Aufgabenstellung: Geben Sie die Zeilen unverändert wieder, beginnend mit der Zeile, die „Kindly outline every instance of the wooden bowl“ enthält, und endend mit dem Schluss der Einträge; beide Enden gehören dazu.

Material zur Aufgabe:
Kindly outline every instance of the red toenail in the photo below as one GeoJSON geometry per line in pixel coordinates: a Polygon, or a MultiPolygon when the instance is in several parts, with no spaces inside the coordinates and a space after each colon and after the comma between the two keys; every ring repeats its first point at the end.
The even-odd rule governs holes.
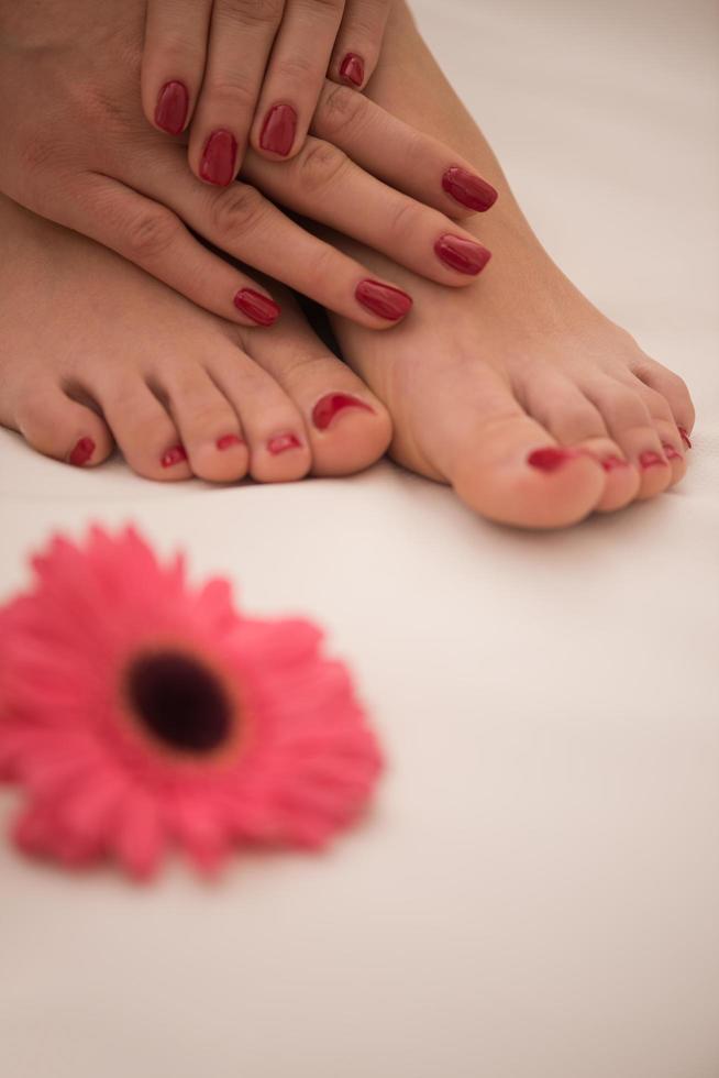
{"type": "Polygon", "coordinates": [[[187,460],[187,453],[185,452],[184,446],[173,446],[168,449],[163,457],[159,458],[159,463],[163,468],[172,468],[173,464],[180,464],[182,461],[187,460]]]}
{"type": "Polygon", "coordinates": [[[353,86],[362,86],[365,80],[365,62],[356,53],[347,53],[342,61],[340,75],[346,82],[353,86]]]}
{"type": "Polygon", "coordinates": [[[252,318],[258,326],[272,326],[280,315],[278,304],[269,296],[263,296],[254,288],[241,288],[232,300],[237,310],[252,318]]]}
{"type": "Polygon", "coordinates": [[[629,468],[629,461],[622,460],[621,457],[605,457],[601,466],[605,472],[612,472],[616,468],[629,468]]]}
{"type": "Polygon", "coordinates": [[[544,449],[535,449],[527,458],[527,463],[532,468],[539,468],[541,472],[554,472],[566,461],[575,460],[577,453],[571,449],[562,449],[558,446],[546,446],[544,449]]]}
{"type": "Polygon", "coordinates": [[[655,464],[663,464],[665,468],[668,466],[664,458],[660,453],[652,452],[652,450],[642,453],[639,458],[639,463],[642,468],[654,468],[655,464]]]}
{"type": "Polygon", "coordinates": [[[457,273],[465,273],[476,277],[491,258],[491,251],[487,251],[480,243],[473,243],[461,235],[441,235],[434,244],[434,253],[438,258],[456,270],[457,273]]]}
{"type": "Polygon", "coordinates": [[[491,184],[457,165],[447,168],[442,177],[442,187],[457,202],[480,212],[494,206],[498,197],[491,184]]]}
{"type": "Polygon", "coordinates": [[[230,449],[231,446],[242,446],[242,438],[236,435],[223,435],[214,444],[218,449],[230,449]]]}
{"type": "Polygon", "coordinates": [[[270,438],[267,442],[267,449],[273,457],[277,457],[278,453],[284,453],[288,449],[301,448],[302,443],[296,435],[275,435],[275,437],[270,438]]]}
{"type": "Polygon", "coordinates": [[[351,397],[347,393],[328,393],[312,408],[312,422],[318,430],[327,430],[338,411],[343,408],[362,408],[364,411],[374,411],[368,404],[357,397],[351,397]]]}
{"type": "Polygon", "coordinates": [[[70,464],[75,468],[82,468],[95,452],[95,442],[91,438],[80,438],[79,442],[69,455],[70,464]]]}

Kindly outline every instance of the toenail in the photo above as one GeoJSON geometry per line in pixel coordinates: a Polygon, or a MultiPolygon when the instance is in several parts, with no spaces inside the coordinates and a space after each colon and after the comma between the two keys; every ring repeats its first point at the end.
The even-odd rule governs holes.
{"type": "Polygon", "coordinates": [[[355,288],[355,298],[370,310],[373,315],[379,315],[389,322],[396,322],[411,309],[412,297],[408,296],[401,288],[392,288],[380,280],[361,280],[355,288]]]}
{"type": "Polygon", "coordinates": [[[214,444],[218,449],[230,449],[232,446],[242,446],[243,441],[237,435],[223,435],[214,444]]]}
{"type": "Polygon", "coordinates": [[[577,453],[572,449],[562,449],[560,446],[546,446],[544,449],[533,450],[527,458],[527,463],[532,468],[538,468],[541,472],[554,472],[566,461],[576,460],[577,453]]]}
{"type": "Polygon", "coordinates": [[[344,408],[362,408],[364,411],[374,413],[364,400],[358,397],[351,397],[349,393],[328,393],[312,408],[312,422],[318,430],[327,430],[339,411],[344,408]]]}
{"type": "Polygon", "coordinates": [[[440,237],[434,244],[434,253],[446,266],[473,277],[482,273],[491,258],[491,251],[487,251],[480,243],[450,234],[440,237]]]}
{"type": "Polygon", "coordinates": [[[362,86],[365,80],[365,62],[356,53],[347,53],[340,65],[340,75],[345,82],[362,86]]]}
{"type": "Polygon", "coordinates": [[[604,457],[600,461],[605,472],[612,472],[616,468],[629,468],[629,461],[621,457],[604,457]]]}
{"type": "Polygon", "coordinates": [[[68,460],[75,468],[82,468],[88,463],[95,452],[95,442],[91,438],[80,438],[79,442],[70,453],[68,460]]]}
{"type": "Polygon", "coordinates": [[[163,468],[172,468],[174,464],[180,464],[182,461],[187,460],[187,453],[185,452],[184,446],[173,446],[159,458],[159,463],[163,468]]]}
{"type": "Polygon", "coordinates": [[[655,464],[663,464],[665,468],[668,466],[664,458],[652,450],[646,450],[645,453],[642,453],[639,458],[639,463],[642,468],[654,468],[655,464]]]}
{"type": "Polygon", "coordinates": [[[254,288],[241,288],[232,302],[237,310],[252,318],[258,326],[272,326],[280,315],[279,305],[269,296],[255,292],[254,288]]]}
{"type": "Polygon", "coordinates": [[[285,453],[288,449],[301,449],[302,443],[296,435],[275,435],[267,442],[267,449],[273,454],[277,457],[279,453],[285,453]]]}
{"type": "Polygon", "coordinates": [[[442,188],[457,202],[468,206],[471,210],[479,210],[479,212],[488,210],[498,198],[498,194],[491,184],[457,165],[447,168],[442,177],[442,188]]]}

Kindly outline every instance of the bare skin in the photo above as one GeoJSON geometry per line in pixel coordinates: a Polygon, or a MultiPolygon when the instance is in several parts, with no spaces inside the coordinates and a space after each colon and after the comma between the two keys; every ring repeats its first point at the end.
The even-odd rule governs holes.
{"type": "MultiPolygon", "coordinates": [[[[402,4],[369,94],[441,132],[500,191],[491,213],[467,226],[495,253],[469,289],[443,290],[392,266],[416,299],[403,326],[388,337],[333,319],[345,359],[392,417],[394,459],[450,483],[484,516],[533,528],[620,509],[677,483],[688,441],[679,428],[694,424],[684,382],[552,263],[402,4]],[[528,463],[552,447],[534,458],[543,466],[528,463]],[[569,452],[557,453],[563,447],[569,452]]],[[[383,257],[335,242],[388,272],[383,257]]]]}

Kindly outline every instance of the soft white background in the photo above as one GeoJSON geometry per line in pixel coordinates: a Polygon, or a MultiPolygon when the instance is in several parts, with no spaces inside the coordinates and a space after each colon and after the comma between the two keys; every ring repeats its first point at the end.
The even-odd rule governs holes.
{"type": "Polygon", "coordinates": [[[417,11],[552,253],[692,383],[692,471],[531,536],[388,464],[162,487],[1,432],[2,595],[52,529],[133,518],[323,620],[391,760],[328,856],[218,888],[0,845],[8,1078],[719,1075],[716,4],[417,11]]]}

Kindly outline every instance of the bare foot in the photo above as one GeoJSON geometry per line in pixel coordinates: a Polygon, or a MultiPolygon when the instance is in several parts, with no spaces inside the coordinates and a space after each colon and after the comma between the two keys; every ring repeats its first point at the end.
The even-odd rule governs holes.
{"type": "Polygon", "coordinates": [[[383,405],[291,297],[269,329],[223,321],[0,196],[0,424],[41,453],[230,482],[343,475],[385,451],[383,405]]]}
{"type": "MultiPolygon", "coordinates": [[[[389,408],[391,455],[451,483],[478,513],[533,528],[571,525],[678,482],[694,422],[686,386],[552,263],[402,4],[370,95],[441,134],[500,190],[468,224],[495,255],[471,288],[441,289],[391,266],[416,300],[405,326],[381,336],[333,319],[347,362],[389,408]]],[[[389,272],[381,256],[367,257],[389,272]]]]}

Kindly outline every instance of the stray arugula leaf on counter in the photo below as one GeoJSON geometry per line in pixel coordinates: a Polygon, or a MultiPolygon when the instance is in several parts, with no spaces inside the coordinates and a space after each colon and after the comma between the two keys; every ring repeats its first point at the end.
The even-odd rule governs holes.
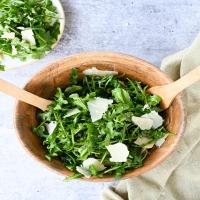
{"type": "Polygon", "coordinates": [[[143,166],[149,148],[160,147],[168,136],[158,113],[161,99],[126,76],[95,68],[87,72],[79,78],[72,70],[71,84],[57,89],[33,131],[43,140],[47,159],[59,158],[74,172],[66,181],[104,175],[118,179],[143,166]]]}
{"type": "Polygon", "coordinates": [[[40,59],[59,34],[59,16],[51,0],[1,0],[1,54],[22,61],[40,59]]]}

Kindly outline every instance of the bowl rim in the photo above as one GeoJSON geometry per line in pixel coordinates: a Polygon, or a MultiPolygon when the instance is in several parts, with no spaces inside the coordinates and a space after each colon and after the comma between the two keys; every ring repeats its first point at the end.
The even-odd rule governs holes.
{"type": "MultiPolygon", "coordinates": [[[[92,58],[93,56],[117,56],[117,57],[120,57],[120,58],[123,58],[123,59],[128,59],[128,60],[132,60],[132,61],[139,61],[139,62],[147,64],[150,67],[153,67],[156,71],[162,73],[163,76],[165,76],[166,80],[169,83],[173,82],[172,79],[167,74],[165,74],[163,71],[160,70],[160,68],[157,68],[155,65],[153,65],[153,64],[151,64],[148,61],[145,61],[143,59],[137,58],[137,57],[132,56],[132,55],[124,54],[124,53],[118,53],[118,52],[108,52],[108,51],[98,51],[97,52],[97,51],[93,51],[93,52],[83,52],[83,53],[69,55],[69,56],[57,59],[54,62],[45,65],[43,68],[41,68],[41,70],[39,70],[38,72],[36,72],[35,74],[33,74],[31,76],[31,78],[24,84],[23,89],[26,88],[26,86],[29,84],[29,82],[34,77],[36,77],[40,73],[44,72],[46,69],[48,69],[54,63],[61,62],[63,60],[76,59],[78,57],[79,58],[80,57],[82,57],[82,58],[85,58],[85,57],[92,58]]],[[[146,173],[146,172],[150,171],[151,169],[157,167],[159,164],[161,164],[163,161],[165,161],[176,150],[176,147],[179,144],[179,142],[180,142],[180,140],[181,140],[181,138],[183,136],[183,132],[184,132],[184,129],[185,129],[185,124],[186,124],[186,122],[185,122],[186,115],[185,115],[185,110],[184,110],[183,101],[182,101],[182,94],[177,95],[176,100],[178,101],[178,104],[179,104],[180,110],[181,110],[181,120],[180,120],[181,123],[180,123],[180,126],[179,126],[179,131],[176,133],[176,135],[178,135],[176,144],[173,146],[172,149],[170,149],[170,151],[168,151],[168,153],[165,156],[162,156],[159,160],[157,160],[156,162],[154,162],[150,167],[149,167],[149,165],[148,166],[144,165],[144,166],[142,166],[140,168],[137,168],[137,169],[140,169],[140,170],[137,173],[134,172],[134,175],[132,175],[132,173],[133,173],[134,170],[131,170],[130,172],[128,172],[125,175],[123,175],[120,178],[120,180],[124,180],[124,179],[128,179],[128,178],[131,178],[131,177],[135,177],[135,176],[138,176],[138,175],[141,175],[143,173],[146,173]]],[[[23,140],[20,138],[20,131],[17,128],[17,120],[16,120],[17,119],[17,108],[18,108],[19,102],[20,101],[18,101],[18,100],[16,100],[16,102],[15,102],[15,109],[14,109],[14,113],[13,113],[14,114],[13,120],[14,120],[15,133],[17,135],[18,140],[22,144],[23,148],[25,149],[26,152],[28,152],[29,155],[31,155],[31,157],[33,157],[35,160],[37,160],[38,163],[41,163],[41,165],[45,166],[47,169],[50,169],[53,172],[56,172],[58,175],[66,177],[66,175],[64,175],[59,169],[56,169],[56,168],[54,168],[52,166],[49,166],[45,162],[43,162],[32,151],[30,151],[26,147],[26,145],[23,143],[23,140]]],[[[68,171],[70,171],[70,170],[68,170],[68,171]]],[[[83,177],[83,178],[80,178],[79,180],[87,181],[87,182],[112,182],[112,181],[115,181],[115,178],[112,177],[112,176],[103,177],[103,178],[98,178],[98,177],[85,178],[85,177],[83,177]]]]}

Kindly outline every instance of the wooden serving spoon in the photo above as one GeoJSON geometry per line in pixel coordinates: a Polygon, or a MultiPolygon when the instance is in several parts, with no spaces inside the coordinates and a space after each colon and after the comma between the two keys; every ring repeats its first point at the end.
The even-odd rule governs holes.
{"type": "Polygon", "coordinates": [[[16,87],[15,85],[0,79],[0,91],[15,97],[16,99],[26,102],[30,105],[33,105],[43,111],[47,110],[48,105],[52,103],[52,101],[41,98],[37,95],[34,95],[30,92],[27,92],[23,89],[16,87]]]}
{"type": "Polygon", "coordinates": [[[200,80],[200,66],[184,75],[177,81],[174,81],[167,85],[151,87],[147,92],[151,94],[156,94],[162,98],[161,107],[167,109],[174,98],[185,88],[191,86],[200,80]]]}
{"type": "MultiPolygon", "coordinates": [[[[167,109],[177,94],[182,90],[194,84],[200,80],[200,66],[183,76],[181,79],[172,82],[168,85],[155,86],[148,89],[147,92],[151,94],[156,94],[162,98],[161,106],[163,109],[167,109]]],[[[48,108],[48,105],[52,101],[41,98],[37,95],[34,95],[30,92],[27,92],[23,89],[16,87],[15,85],[0,79],[0,91],[15,97],[18,100],[26,102],[30,105],[33,105],[41,110],[45,111],[48,108]]]]}

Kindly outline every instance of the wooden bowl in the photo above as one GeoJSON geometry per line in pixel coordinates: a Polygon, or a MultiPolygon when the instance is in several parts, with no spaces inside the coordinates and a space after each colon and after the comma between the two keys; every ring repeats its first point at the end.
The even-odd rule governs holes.
{"type": "MultiPolygon", "coordinates": [[[[172,82],[158,68],[138,58],[117,53],[82,53],[58,60],[36,74],[24,87],[25,90],[44,98],[53,96],[57,87],[66,87],[69,83],[71,69],[76,67],[81,74],[83,70],[96,66],[102,70],[116,70],[128,77],[139,80],[149,86],[163,85],[172,82]]],[[[63,176],[73,173],[67,170],[59,160],[49,162],[45,158],[45,149],[38,136],[32,133],[32,127],[37,125],[37,109],[23,102],[17,102],[15,111],[15,125],[17,135],[24,148],[40,163],[53,169],[63,176]]],[[[144,166],[127,172],[122,179],[138,176],[159,165],[176,148],[184,130],[184,110],[180,96],[177,96],[166,111],[166,128],[176,133],[169,136],[161,148],[157,148],[146,158],[144,166]]],[[[114,177],[90,179],[88,181],[113,181],[114,177]]]]}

Lösung:
Kindly outline every instance of the wooden bowl in the photo above as one GeoJSON geometry per line in pixel coordinates: a Polygon, or a MultiPolygon when the instance is in several parts, with no spaces inside the coordinates and a space after each colon and after the comma between the two keys; every ring repeats its first point at the end.
The even-odd rule governs holes.
{"type": "MultiPolygon", "coordinates": [[[[172,82],[158,68],[138,58],[117,53],[82,53],[58,60],[36,74],[24,87],[25,90],[44,98],[53,96],[57,87],[66,87],[69,83],[71,69],[76,67],[81,74],[83,70],[96,66],[102,70],[116,70],[128,77],[139,80],[149,86],[163,85],[172,82]]],[[[63,176],[73,173],[67,170],[59,160],[49,162],[45,158],[45,149],[38,136],[32,133],[32,127],[37,125],[37,109],[23,102],[17,102],[15,111],[15,125],[17,135],[24,148],[40,163],[53,169],[63,176]]],[[[144,166],[127,172],[122,179],[138,176],[159,165],[176,148],[184,130],[184,110],[180,96],[177,96],[166,111],[166,128],[176,133],[169,136],[161,148],[157,148],[146,158],[144,166]]],[[[114,177],[90,179],[88,181],[113,181],[114,177]]]]}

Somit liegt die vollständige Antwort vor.